You are asked to reproduce the listing exactly and to omit its pictures.

= EXERCISE DATA =
== Segment start ==

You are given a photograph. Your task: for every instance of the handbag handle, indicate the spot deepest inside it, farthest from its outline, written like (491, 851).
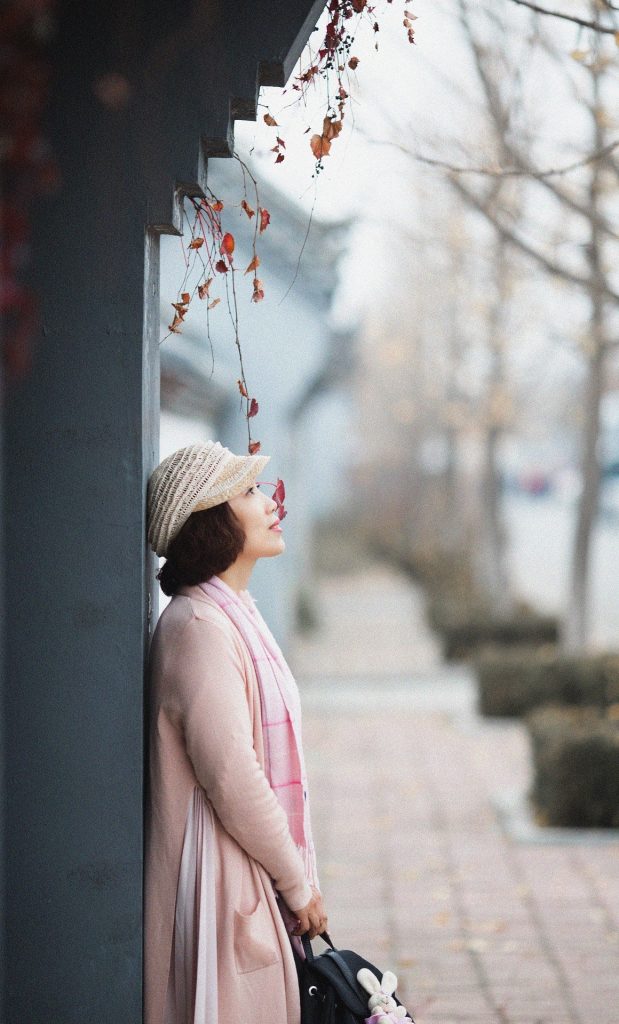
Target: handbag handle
(307, 944)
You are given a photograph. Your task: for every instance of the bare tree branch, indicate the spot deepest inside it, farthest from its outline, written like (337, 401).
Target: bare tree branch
(501, 172)
(583, 22)
(556, 269)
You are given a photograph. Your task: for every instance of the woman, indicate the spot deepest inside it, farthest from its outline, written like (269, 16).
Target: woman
(231, 879)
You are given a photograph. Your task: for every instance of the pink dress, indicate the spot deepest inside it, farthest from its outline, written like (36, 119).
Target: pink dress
(220, 863)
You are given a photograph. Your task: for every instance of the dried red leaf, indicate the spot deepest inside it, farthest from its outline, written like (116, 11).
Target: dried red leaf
(331, 129)
(253, 264)
(228, 245)
(320, 146)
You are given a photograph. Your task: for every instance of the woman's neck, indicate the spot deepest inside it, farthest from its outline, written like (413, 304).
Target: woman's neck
(237, 576)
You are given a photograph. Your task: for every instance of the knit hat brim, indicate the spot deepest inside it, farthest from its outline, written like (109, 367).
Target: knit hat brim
(192, 479)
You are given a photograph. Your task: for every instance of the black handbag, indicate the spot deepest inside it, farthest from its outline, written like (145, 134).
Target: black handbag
(329, 990)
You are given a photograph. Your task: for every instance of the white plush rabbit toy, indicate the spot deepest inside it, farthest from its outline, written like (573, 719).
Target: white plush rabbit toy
(382, 1007)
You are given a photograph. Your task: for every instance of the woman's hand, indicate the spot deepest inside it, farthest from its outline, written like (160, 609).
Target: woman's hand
(313, 918)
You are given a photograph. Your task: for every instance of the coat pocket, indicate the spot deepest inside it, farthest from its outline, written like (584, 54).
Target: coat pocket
(255, 939)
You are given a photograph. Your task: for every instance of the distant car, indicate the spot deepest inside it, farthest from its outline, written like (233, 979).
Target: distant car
(535, 481)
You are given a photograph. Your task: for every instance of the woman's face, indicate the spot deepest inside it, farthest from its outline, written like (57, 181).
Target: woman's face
(257, 515)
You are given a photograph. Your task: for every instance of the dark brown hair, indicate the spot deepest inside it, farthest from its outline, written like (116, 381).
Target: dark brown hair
(208, 543)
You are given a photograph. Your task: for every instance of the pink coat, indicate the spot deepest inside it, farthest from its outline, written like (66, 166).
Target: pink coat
(206, 732)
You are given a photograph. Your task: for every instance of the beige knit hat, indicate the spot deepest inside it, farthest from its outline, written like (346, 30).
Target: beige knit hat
(194, 478)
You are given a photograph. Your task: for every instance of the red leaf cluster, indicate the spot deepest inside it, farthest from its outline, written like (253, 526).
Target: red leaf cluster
(180, 312)
(228, 246)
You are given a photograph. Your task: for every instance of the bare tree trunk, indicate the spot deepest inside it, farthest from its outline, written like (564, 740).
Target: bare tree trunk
(575, 633)
(491, 561)
(576, 625)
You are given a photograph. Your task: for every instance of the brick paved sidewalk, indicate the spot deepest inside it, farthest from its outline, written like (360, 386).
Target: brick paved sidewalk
(416, 870)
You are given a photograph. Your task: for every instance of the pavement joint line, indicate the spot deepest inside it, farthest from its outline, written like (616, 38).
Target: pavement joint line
(442, 826)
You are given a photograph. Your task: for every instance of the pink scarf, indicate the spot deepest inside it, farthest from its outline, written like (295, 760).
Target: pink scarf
(281, 708)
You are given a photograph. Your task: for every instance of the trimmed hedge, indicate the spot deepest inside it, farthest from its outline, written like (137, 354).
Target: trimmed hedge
(511, 683)
(464, 637)
(576, 761)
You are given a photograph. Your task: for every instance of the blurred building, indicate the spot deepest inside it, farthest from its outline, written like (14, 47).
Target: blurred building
(294, 363)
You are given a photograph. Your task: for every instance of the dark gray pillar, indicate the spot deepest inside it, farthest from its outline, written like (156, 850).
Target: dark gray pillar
(80, 440)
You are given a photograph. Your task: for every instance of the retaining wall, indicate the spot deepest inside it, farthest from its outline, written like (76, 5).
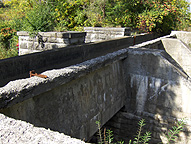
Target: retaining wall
(99, 33)
(19, 67)
(148, 82)
(48, 40)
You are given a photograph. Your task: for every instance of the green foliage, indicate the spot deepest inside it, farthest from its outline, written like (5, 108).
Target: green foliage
(5, 37)
(163, 16)
(107, 136)
(172, 133)
(141, 139)
(40, 18)
(61, 15)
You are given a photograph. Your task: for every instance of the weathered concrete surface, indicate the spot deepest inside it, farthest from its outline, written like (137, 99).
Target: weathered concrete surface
(20, 132)
(19, 67)
(179, 52)
(158, 91)
(148, 82)
(72, 99)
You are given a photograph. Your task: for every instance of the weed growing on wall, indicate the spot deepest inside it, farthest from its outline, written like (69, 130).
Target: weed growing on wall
(172, 133)
(106, 136)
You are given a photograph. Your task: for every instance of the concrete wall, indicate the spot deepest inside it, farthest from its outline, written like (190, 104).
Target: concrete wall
(148, 82)
(71, 99)
(180, 52)
(19, 67)
(158, 91)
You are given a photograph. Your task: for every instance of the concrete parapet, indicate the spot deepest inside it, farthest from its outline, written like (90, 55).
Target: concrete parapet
(48, 40)
(19, 67)
(71, 99)
(180, 52)
(17, 132)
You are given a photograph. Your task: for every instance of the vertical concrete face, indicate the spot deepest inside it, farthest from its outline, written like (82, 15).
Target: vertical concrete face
(179, 52)
(157, 92)
(75, 107)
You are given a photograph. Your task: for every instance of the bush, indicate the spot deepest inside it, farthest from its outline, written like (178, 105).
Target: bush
(39, 18)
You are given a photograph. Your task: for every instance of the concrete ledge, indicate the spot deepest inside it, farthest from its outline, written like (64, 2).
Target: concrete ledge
(19, 67)
(17, 131)
(20, 90)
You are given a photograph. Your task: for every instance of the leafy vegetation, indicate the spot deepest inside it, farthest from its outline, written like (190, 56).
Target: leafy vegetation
(141, 138)
(61, 15)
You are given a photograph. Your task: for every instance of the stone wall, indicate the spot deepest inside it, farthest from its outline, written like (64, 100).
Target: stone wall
(99, 33)
(48, 40)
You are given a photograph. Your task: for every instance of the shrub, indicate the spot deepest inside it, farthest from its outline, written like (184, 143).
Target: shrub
(39, 18)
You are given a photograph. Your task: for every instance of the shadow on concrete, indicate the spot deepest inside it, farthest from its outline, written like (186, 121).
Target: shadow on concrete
(158, 90)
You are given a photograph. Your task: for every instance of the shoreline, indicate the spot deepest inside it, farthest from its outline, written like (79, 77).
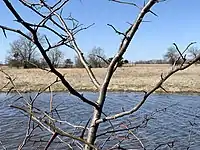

== Segment end ==

= RESULT =
You are given a photograph. Your task: for every instance of the handbag handle, indicate the spot deepest inside it, farthest from its outline, written like (491, 851).
Target: handbag handle
(307, 944)
You are given a photograph. Your task: for every instance of the bare tree branch, indicate the spot deepest inside it, farthest from its outline, written like (337, 401).
Target: bare tree branch
(501, 172)
(583, 22)
(556, 269)
You are given a photograph. Your task: for every instance of the woman, indicate the spot deepest inside it, farthest from its outline, written like (269, 16).
Target: woman
(231, 879)
You are given a photograph. Your task: for every instance of the pink dress, indicate the spot deepest inside it, farthest from its outline, written like (36, 119).
Target: pink dress
(220, 863)
You are given a photograph. Your task: for every instance of the dried red leaf, indicate the spot deepest inside it, farthest from its outline, written like (116, 11).
Target: dried red leaf
(331, 129)
(253, 264)
(228, 245)
(320, 146)
You are given a photograph. Your task: for every instance of the woman's neck, indicate the spot deepest inside it, farthest from its outline, written like (413, 304).
Target: woman's neck
(237, 576)
You are given a photograph. Your task: for every instance of the knit hat brim, indicate the spot deepest inside it, farthest from its outline, written like (109, 367).
Target: knit hat brim
(192, 479)
You are given a photograph. Your task: for every instance of the black handbag, indicate the spot deepest inside it, farthest from its outline, written like (145, 134).
Target: black handbag
(329, 990)
You are given a photograph. Your task: for every instance of the white plush rabbit toy, indicate the spot deepest inside it, farthest from its outline, written like (573, 719).
Target: white plush rabbit toy
(382, 1007)
You are given a photograph. Your task: for every instance of the woman's hand, indicate the spot deepest inside it, farthest from its outline, written like (160, 609).
Target: woman's hand
(313, 918)
You are given a photograph. Your task: for every instance of the coat pocket, indicate the spot deepest inside it, farthest from its outline, written like (584, 54).
Target: coat pocket
(255, 939)
You are given a photograph. Your task: for every instance of the distant car, indicate the spot deepest inside it, farthest from its outline, written like (233, 979).
Target: distant car
(535, 481)
You are given a photograph. Your task: for every instance of the woman's face, indicate the spot deepest inside it, farthest from its outline, written like (57, 181).
Target: woman's face
(257, 515)
You are given a photograph. Your task: for every instance of the dark brown hair, indicate the spot deepest inside it, farthest from its outline, written like (116, 381).
Target: dark brown hair
(208, 543)
You are given a photograph. Your task: for every instance of the pink coat, indicate the spot deepest inside it, farthest from its outline, written like (66, 166).
Target: pink coat
(206, 732)
You are given a photograph. Your task: for every instance of the beige knit hat, indicate the spot deepest inside it, farthest from its outline, written like (346, 30).
Target: beige knit hat
(194, 478)
You are given a photograph. Your task: for every instance of the red leaf cluster, indicate the spot deepest inside it, farthest from its outline, written like (253, 526).
Target: red leaf cluster
(180, 312)
(228, 246)
You are given a photograph. Your task: for every instance of the bare tree trunk, indicate the spot deepest inside it, farthest from its outline, written like (564, 740).
Target: bare tree trunk
(575, 633)
(491, 561)
(576, 625)
You are given a photograph. Your task: for every instance of the brick paved sidewalk, indicate the spot deepest inside it, farthest from its outline, written like (360, 386).
Target: brick paved sidewalk
(416, 870)
You are given a photograph. Your task: for every instance of the pavement joint line, indicate the spot deepest inside it, farthest from its outline, written like (616, 38).
Target: pavement joint line
(442, 826)
You are given a photograph. Your task: for every instance of the pink scarf, indicate the spot deepest inside it, farthest from its outline, written like (295, 760).
Target: pink scarf
(281, 708)
You are given a photograph. Your task: for every instance of the trimmed hedge, indicate the spot deepest inside it, farthest from its outline, written like (137, 354).
Target: trimmed hedge
(511, 683)
(464, 637)
(576, 761)
You are given a photograph. Your task: for every instance of the blurred building, indicate the spot deepest inside it, farthest from its outline, written like (14, 47).
Target: blurred building
(294, 363)
You are given a photograph. Your task: for every instance of the dark gray pillar, indicate the spot deepest inside it, farthest from its outline, written like (156, 850).
Target: dark gray pillar
(80, 440)
You are given a photograph. Your task: for every instance of the retaining wall, indicate the spot deepest inside it, farthest from its outline, written like (76, 5).
Target: retaining wall
(99, 33)
(19, 67)
(148, 82)
(48, 40)
You are given a photograph. Your task: for every instance of the green foliage, indicate the spot deepest inside it, farthest from its outline, written like (5, 108).
Target: green foliage
(5, 37)
(163, 16)
(107, 136)
(172, 133)
(141, 139)
(40, 18)
(61, 15)
You are given a photograph. Your task: for every instance of the weathered concrete surface, indicate the spot deepest inside it, farthest from its outline, written like (137, 99).
Target: weathered concrete surface
(20, 132)
(19, 67)
(179, 52)
(158, 91)
(148, 82)
(72, 99)
You are given a photograph. Your task: for every instance of the weed growing on wall, indicate the spot deepest inside it, farthest from its outline, written like (69, 130).
Target: weed growing on wall
(172, 133)
(106, 136)
You are given a photograph. Your task: for every instance of the concrete wall, indicate the spot deepest inside it, farthest from its outline, written like (190, 104).
Target: concrete wall
(148, 82)
(71, 99)
(180, 52)
(19, 67)
(158, 91)
You are given a photograph. Your task: for every instance of the concrete parapet, indicate the spot deepest inside it, farthest from its outline, written like (90, 55).
Target: concrete parapet
(48, 40)
(19, 67)
(71, 99)
(180, 52)
(17, 132)
You are given a photograph. Your task: for every instance of the vertical concrete face, indicate the spot deepest inside it, farthest from its outline, written like (82, 15).
Target: vertical concrete face
(179, 52)
(157, 92)
(75, 107)
You are given a photograph. Your task: for every instance of the bush, indicate the spot deepest inside it, farthest from its outline, written like (178, 105).
Target: bush
(39, 18)
You are given a photograph. Your task: for every instance of the concrete ledge, indicate the spot deepest inside it, farthest from its outline, written like (64, 2).
Target: concrete ledge
(19, 67)
(17, 131)
(20, 90)
You are given a photograph. Your task: for every instance of the leafy vegetation, indicate the spot deepest inside it, farthest from its outline, written like (190, 56).
Target: leafy vegetation
(141, 138)
(61, 15)
You are given a photograph. Your task: for every instance of the stone wall, indicate the spot deepest inside it, farthest from its outline, written like (64, 100).
Target: stone wall
(99, 33)
(48, 40)
You are given a photograph. Your task: for every instance of the shrub, indicate the spot deepest inside it, farthest from its outline, written like (184, 143).
Target: shrub
(39, 18)
You are given a photograph. Your task: for every instance of the shadow on concrete, indicate the spot deepest inside it, farthest from its outline, written like (186, 121).
Target: shadow on concrete
(158, 90)
You are given a photograph. Your task: for every instance of the shoreline, indicate the spot deepest inside it, farthest from its outline, written like (79, 77).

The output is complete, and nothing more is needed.